▶ _Given information_:
>>>

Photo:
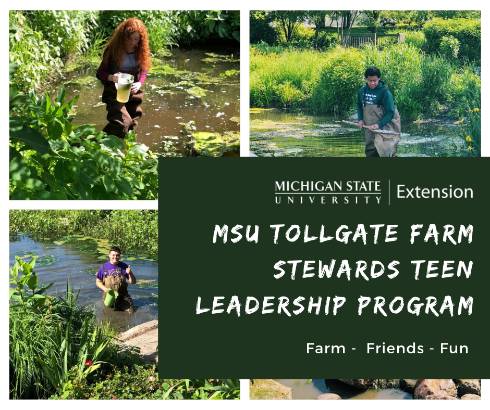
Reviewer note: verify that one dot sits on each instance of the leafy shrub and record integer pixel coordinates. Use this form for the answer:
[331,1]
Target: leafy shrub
[71,30]
[339,80]
[144,384]
[325,40]
[415,39]
[52,159]
[197,26]
[464,91]
[261,29]
[449,47]
[466,31]
[270,71]
[433,89]
[35,57]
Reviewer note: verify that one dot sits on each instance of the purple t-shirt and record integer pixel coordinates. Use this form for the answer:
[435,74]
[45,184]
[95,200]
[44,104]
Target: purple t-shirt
[108,269]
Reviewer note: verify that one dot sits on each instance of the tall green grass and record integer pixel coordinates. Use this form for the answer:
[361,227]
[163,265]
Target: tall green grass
[50,336]
[284,79]
[339,80]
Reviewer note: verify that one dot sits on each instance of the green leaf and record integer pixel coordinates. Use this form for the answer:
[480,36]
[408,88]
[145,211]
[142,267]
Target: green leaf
[32,138]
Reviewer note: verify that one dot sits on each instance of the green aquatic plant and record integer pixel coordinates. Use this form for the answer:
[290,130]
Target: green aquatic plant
[49,336]
[52,159]
[145,384]
[95,230]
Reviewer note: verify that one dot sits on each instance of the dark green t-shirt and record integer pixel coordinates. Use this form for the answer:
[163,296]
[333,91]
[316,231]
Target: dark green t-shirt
[380,96]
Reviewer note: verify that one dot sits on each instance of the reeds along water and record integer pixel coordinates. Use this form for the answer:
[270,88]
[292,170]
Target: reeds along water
[326,82]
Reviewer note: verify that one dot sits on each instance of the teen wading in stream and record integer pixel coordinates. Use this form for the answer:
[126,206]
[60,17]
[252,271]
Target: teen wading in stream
[127,52]
[116,275]
[376,111]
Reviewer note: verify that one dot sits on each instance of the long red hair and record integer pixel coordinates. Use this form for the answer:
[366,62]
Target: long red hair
[114,50]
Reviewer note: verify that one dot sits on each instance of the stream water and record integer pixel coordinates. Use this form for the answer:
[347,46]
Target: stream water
[190,85]
[77,264]
[278,133]
[311,389]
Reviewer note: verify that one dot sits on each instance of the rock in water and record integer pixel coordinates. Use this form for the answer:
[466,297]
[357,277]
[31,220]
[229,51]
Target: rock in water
[329,396]
[439,388]
[408,385]
[468,386]
[470,397]
[365,384]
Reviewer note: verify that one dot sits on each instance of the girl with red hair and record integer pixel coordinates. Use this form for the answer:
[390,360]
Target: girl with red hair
[127,52]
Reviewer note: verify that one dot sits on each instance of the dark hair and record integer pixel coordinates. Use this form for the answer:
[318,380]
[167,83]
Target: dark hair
[115,249]
[372,71]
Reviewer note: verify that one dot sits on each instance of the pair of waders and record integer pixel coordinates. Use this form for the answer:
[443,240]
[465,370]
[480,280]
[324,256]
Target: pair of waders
[121,117]
[380,145]
[118,283]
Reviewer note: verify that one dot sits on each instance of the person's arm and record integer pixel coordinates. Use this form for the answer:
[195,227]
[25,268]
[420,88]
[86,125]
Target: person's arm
[100,285]
[103,72]
[130,275]
[360,107]
[389,107]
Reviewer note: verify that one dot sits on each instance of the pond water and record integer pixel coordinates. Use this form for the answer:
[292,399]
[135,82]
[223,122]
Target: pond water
[278,133]
[58,264]
[311,389]
[190,85]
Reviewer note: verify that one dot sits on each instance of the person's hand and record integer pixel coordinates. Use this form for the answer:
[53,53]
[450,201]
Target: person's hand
[135,87]
[113,77]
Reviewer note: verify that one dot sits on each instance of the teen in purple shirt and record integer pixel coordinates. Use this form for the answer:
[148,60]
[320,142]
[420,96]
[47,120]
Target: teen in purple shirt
[115,274]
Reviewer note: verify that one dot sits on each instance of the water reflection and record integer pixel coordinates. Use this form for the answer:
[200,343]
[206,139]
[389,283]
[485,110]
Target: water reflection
[190,85]
[59,264]
[277,133]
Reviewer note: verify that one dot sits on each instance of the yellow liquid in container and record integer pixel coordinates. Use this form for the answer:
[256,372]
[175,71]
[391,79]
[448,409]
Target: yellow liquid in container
[123,92]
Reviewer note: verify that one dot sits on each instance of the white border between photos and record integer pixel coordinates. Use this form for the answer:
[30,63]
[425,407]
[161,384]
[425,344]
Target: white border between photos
[245,7]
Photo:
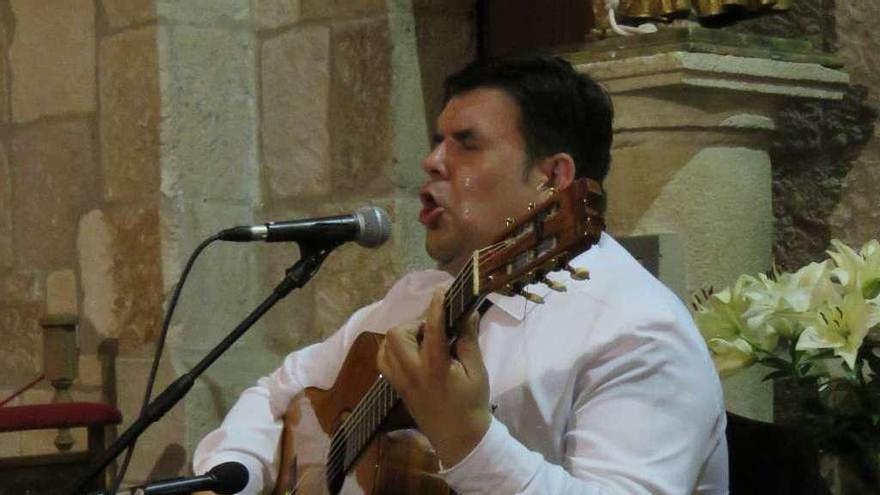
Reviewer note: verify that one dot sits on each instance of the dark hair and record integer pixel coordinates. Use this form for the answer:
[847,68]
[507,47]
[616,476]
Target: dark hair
[562,110]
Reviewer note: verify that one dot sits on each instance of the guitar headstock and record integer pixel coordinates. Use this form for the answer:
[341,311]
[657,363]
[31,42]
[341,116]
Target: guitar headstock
[543,240]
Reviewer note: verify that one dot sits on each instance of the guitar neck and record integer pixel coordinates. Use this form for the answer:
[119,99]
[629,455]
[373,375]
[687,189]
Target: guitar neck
[461,300]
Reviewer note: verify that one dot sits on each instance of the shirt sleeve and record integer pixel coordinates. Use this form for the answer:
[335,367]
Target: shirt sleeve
[251,431]
[640,424]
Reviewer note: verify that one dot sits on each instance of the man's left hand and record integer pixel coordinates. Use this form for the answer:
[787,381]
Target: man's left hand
[448,397]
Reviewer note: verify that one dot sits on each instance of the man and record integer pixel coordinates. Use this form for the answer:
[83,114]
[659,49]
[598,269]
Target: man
[606,388]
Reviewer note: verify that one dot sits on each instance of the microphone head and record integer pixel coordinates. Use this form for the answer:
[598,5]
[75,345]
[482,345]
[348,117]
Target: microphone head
[231,477]
[375,226]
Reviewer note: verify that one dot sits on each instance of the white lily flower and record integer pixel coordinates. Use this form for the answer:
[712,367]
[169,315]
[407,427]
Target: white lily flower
[841,327]
[784,303]
[858,271]
[730,356]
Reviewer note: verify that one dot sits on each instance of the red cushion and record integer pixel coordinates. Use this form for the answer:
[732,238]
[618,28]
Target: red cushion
[62,415]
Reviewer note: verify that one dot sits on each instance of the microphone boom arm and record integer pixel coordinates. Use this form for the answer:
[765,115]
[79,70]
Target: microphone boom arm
[295,277]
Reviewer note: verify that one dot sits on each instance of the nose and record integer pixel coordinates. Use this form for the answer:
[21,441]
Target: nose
[435,163]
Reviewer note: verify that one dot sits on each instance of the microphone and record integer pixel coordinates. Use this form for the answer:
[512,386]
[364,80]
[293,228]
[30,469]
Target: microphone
[369,226]
[225,479]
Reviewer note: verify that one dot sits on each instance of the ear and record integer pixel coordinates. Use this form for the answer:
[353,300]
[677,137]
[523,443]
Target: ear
[557,170]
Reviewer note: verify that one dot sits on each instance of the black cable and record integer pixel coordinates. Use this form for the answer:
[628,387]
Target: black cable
[160,345]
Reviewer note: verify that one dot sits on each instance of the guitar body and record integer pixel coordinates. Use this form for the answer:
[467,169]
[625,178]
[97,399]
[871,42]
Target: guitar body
[396,461]
[374,449]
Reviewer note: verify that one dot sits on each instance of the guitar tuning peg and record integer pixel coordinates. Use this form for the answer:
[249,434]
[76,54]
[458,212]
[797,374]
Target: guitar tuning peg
[558,287]
[578,273]
[531,297]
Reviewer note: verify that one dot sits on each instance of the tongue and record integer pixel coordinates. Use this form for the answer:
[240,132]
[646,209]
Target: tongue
[429,215]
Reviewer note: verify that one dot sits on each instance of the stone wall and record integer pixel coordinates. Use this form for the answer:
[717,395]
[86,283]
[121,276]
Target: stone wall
[79,179]
[133,129]
[827,157]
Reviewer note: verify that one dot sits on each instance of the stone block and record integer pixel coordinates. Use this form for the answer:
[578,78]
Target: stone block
[54,181]
[316,9]
[61,293]
[6,22]
[273,14]
[209,112]
[20,287]
[121,273]
[95,250]
[21,359]
[294,127]
[52,58]
[444,6]
[205,12]
[137,273]
[5,211]
[446,42]
[224,285]
[361,112]
[90,374]
[121,14]
[129,115]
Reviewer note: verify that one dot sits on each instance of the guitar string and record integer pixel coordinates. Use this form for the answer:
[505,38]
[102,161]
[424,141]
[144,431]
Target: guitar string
[354,426]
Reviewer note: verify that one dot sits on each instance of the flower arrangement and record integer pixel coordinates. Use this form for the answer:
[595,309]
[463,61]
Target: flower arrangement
[819,327]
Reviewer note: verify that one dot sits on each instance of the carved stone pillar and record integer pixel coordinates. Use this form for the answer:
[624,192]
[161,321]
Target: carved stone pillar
[690,157]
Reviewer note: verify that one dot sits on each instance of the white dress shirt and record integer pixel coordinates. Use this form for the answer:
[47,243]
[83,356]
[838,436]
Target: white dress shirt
[605,388]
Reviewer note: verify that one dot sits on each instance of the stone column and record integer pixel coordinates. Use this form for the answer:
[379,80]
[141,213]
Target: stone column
[690,157]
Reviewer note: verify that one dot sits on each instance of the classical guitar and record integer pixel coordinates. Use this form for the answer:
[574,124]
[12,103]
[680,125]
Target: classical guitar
[353,437]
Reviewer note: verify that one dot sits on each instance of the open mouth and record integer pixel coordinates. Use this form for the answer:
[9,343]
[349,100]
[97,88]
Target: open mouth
[431,210]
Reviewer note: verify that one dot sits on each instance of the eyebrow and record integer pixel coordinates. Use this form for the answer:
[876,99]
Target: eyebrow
[462,135]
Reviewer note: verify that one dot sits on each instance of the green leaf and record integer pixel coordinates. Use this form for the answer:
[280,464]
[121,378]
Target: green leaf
[871,288]
[805,368]
[776,374]
[775,362]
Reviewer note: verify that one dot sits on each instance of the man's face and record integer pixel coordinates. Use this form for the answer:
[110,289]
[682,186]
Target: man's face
[476,176]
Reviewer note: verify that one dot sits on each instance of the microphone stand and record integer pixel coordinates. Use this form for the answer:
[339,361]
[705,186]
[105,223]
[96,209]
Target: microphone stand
[296,277]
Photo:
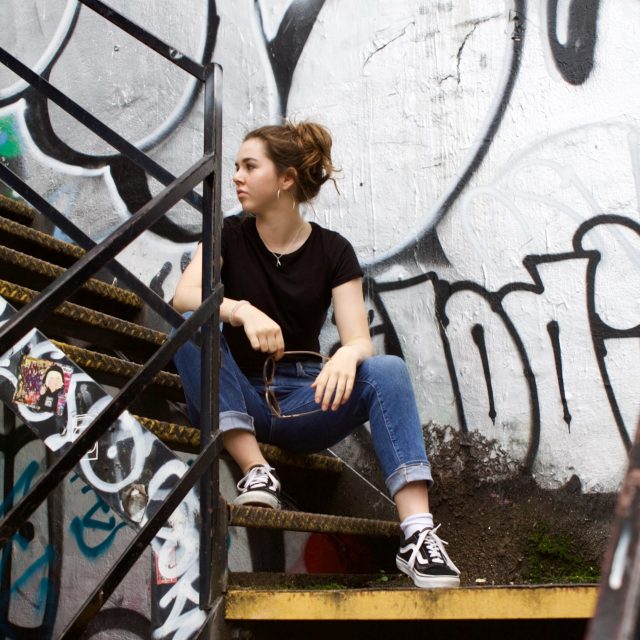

<<<

▶ _Exercise brief_: Beginning at the line with "Target: man's face", reproduce each line exactly through the last line of the records above, with pictures left out.

▶ _Result_:
Target: man's face
[476,176]
Reviewer note: verify that one dot sits on each instance of the microphone stand and record integer pixel coordinates. Use this form for the answer:
[339,361]
[705,186]
[105,223]
[96,209]
Target: microphone stand
[296,277]
Photo:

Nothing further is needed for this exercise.